Metin
Ancak bende yarattığı, yukarıda pek örnekleyememiş olsam da bu çıldırtıcı yırtıcı aşk duygusunun dayanılmazlığı oldu. Aynı duyguyu Orhan Pamuk’un Masumiyet Müzesi’nde de yaşamıştım. Bunu yaşayanların pek uzun yaşamadığı rivayet edilir ancak, bir erkeğin en olmazı olduracağı zamanı yaratan duygudur bu. Ol desin, olsun. Yap desin, yapsın. Abartıdan uzak olduğumun lütfen farkına varın, bunun tam bilinciyle yazmak istiyorum; Leyla ile Mecnun, Ferhat ile Şirin ne bileyim Kerem ile Aslı gibi efsaneleri yaratan da, Neşet Ertaş’a “Evvelim sen oldun, ahirim sensin” dedirten de aynı duygudur. Ha, isteyince olan bir şey de değildir bu. Kimi erkek yaşar, kimisi yaşayamadan ölür gider.

Görevler
A – Aşk duygusunu anlatan metne göre yazar aynı duyguyu hangi romanda da yaşamış?
B – Aşk duygusunu anlatan metni son cümlesinden sonra sürdürün.

İncelenecek Veriler
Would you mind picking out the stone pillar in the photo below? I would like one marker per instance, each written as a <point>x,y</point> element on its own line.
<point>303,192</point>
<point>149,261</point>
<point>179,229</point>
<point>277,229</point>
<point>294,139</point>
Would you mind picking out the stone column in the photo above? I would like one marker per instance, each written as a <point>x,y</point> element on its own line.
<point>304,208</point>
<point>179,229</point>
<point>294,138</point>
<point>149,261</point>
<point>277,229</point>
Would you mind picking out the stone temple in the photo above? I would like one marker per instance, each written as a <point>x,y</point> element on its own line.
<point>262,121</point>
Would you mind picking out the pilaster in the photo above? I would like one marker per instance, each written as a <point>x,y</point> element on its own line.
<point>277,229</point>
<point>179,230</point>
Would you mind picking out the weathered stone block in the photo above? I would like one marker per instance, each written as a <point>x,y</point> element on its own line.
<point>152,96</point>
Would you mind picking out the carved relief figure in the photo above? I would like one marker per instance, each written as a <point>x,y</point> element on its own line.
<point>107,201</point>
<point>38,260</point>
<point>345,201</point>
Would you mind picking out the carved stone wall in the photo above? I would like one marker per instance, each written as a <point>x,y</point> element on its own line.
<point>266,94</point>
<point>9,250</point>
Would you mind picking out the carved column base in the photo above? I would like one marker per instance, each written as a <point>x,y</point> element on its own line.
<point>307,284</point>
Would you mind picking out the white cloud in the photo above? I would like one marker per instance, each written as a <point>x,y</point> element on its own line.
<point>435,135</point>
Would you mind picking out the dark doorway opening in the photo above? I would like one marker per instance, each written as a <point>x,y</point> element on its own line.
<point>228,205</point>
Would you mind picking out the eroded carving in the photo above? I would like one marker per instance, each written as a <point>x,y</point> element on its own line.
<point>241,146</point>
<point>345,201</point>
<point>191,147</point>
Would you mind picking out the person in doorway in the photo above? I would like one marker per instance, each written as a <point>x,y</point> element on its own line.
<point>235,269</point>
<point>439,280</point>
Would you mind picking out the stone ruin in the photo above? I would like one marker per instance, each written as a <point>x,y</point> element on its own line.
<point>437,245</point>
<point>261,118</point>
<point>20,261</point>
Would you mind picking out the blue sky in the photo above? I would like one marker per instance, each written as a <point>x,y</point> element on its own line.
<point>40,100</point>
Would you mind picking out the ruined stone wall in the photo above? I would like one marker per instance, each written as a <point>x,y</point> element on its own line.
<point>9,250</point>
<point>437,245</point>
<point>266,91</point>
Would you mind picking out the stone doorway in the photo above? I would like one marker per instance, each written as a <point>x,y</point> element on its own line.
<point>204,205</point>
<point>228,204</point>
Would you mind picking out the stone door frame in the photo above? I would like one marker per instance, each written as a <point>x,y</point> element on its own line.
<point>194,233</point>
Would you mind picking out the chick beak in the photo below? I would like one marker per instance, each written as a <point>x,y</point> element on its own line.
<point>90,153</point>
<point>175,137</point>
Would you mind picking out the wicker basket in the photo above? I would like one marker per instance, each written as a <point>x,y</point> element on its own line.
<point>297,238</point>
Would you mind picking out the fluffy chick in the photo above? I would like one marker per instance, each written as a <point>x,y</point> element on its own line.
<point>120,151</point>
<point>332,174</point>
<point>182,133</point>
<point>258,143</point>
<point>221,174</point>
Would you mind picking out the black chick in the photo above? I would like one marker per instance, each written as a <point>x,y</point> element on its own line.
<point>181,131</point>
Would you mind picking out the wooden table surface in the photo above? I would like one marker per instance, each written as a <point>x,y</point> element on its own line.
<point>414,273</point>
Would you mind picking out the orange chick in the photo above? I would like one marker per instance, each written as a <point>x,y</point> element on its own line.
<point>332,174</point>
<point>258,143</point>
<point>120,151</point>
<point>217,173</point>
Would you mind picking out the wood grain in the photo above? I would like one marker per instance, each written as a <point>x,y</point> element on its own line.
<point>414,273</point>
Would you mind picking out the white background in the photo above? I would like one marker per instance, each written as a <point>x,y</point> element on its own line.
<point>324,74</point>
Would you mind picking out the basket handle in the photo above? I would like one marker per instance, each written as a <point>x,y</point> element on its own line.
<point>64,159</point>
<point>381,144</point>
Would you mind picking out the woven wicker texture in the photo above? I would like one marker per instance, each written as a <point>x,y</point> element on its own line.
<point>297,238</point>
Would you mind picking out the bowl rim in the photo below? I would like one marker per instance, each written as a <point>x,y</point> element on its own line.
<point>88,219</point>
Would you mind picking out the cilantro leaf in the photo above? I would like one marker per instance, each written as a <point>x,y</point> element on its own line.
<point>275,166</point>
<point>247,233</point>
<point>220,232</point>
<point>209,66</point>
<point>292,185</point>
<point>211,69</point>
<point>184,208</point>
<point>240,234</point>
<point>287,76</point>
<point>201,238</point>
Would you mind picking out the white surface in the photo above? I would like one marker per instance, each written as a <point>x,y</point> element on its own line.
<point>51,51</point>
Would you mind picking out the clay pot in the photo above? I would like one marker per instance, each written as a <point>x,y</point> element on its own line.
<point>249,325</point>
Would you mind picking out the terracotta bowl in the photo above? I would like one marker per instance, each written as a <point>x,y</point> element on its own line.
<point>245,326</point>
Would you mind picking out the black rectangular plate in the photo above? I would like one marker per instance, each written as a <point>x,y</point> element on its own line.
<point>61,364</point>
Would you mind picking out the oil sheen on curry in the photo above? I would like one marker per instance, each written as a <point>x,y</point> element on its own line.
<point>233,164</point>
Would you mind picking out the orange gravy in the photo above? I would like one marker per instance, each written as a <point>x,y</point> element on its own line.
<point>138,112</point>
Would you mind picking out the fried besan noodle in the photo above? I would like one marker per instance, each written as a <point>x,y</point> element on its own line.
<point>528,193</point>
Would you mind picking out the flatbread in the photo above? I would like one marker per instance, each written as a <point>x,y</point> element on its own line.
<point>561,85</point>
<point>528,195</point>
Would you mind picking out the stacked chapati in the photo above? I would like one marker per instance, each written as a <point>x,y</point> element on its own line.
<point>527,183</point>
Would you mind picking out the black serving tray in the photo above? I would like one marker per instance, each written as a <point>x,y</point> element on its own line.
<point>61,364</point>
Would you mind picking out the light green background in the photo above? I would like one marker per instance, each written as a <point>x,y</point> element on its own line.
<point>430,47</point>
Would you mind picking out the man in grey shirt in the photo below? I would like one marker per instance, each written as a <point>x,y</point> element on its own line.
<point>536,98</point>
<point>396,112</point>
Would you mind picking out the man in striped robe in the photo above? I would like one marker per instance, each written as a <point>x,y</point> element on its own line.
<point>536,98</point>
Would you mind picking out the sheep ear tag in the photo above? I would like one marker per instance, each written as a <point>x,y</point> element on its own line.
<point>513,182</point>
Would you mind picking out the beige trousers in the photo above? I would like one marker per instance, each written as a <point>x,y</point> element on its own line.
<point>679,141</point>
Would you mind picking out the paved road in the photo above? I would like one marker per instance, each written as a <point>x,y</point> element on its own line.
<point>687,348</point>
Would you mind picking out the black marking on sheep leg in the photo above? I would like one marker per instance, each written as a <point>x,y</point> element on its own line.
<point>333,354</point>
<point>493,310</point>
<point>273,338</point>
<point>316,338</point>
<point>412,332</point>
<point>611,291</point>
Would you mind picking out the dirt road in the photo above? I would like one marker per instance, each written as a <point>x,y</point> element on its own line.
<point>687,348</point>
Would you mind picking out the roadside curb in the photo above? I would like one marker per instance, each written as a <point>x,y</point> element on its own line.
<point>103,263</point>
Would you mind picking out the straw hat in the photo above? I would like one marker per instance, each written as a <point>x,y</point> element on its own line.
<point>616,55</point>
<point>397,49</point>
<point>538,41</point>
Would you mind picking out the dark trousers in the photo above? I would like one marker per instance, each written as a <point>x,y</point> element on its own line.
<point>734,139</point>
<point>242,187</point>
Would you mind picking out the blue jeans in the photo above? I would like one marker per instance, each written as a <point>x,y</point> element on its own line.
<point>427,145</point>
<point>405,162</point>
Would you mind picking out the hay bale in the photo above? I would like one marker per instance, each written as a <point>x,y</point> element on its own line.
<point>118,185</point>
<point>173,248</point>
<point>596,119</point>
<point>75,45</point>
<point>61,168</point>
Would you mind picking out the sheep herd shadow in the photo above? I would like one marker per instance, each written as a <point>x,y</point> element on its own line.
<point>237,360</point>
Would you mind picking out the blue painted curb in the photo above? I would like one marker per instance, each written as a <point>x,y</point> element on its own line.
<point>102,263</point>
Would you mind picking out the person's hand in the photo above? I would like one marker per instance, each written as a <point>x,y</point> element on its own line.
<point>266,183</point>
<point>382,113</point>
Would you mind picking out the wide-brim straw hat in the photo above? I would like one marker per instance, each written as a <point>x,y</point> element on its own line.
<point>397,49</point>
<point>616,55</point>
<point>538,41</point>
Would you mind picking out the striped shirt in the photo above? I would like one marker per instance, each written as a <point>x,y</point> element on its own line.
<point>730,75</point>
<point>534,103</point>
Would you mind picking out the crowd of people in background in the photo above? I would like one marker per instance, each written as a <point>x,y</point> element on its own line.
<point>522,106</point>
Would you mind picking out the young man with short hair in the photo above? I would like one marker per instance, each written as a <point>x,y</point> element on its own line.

Cevaplar
A – Orhan Pamuk'un Masumiyet Müzesi'nde.

B –
Leyla Erbil bence büyük fırsat kaçırmış. Nur içinde yatsın ikisi de, hoş; işler Ahmed Arif’in istediği gibi gitseydi muhtemelen bu mektuplar anlamını yitirecek, bir çok duygu hayatın olağan akışı içerisinde sıkışıp kalacaktı. Belki edebiyat için böylesi iyi oldu. Ahmed Arif’in kendisi de dediği gibi, bir çok şiir bu süreçte çıkmış, bu süreçte çekilmiş mısralar. Mutluluğun olduğu yerde yazılacak şeyler değil.
Bu kitabı okuyun, okutun. Kafamda ileride değineceğim bir müze projesi var. Bu kitap o müzenin assolisti olacak.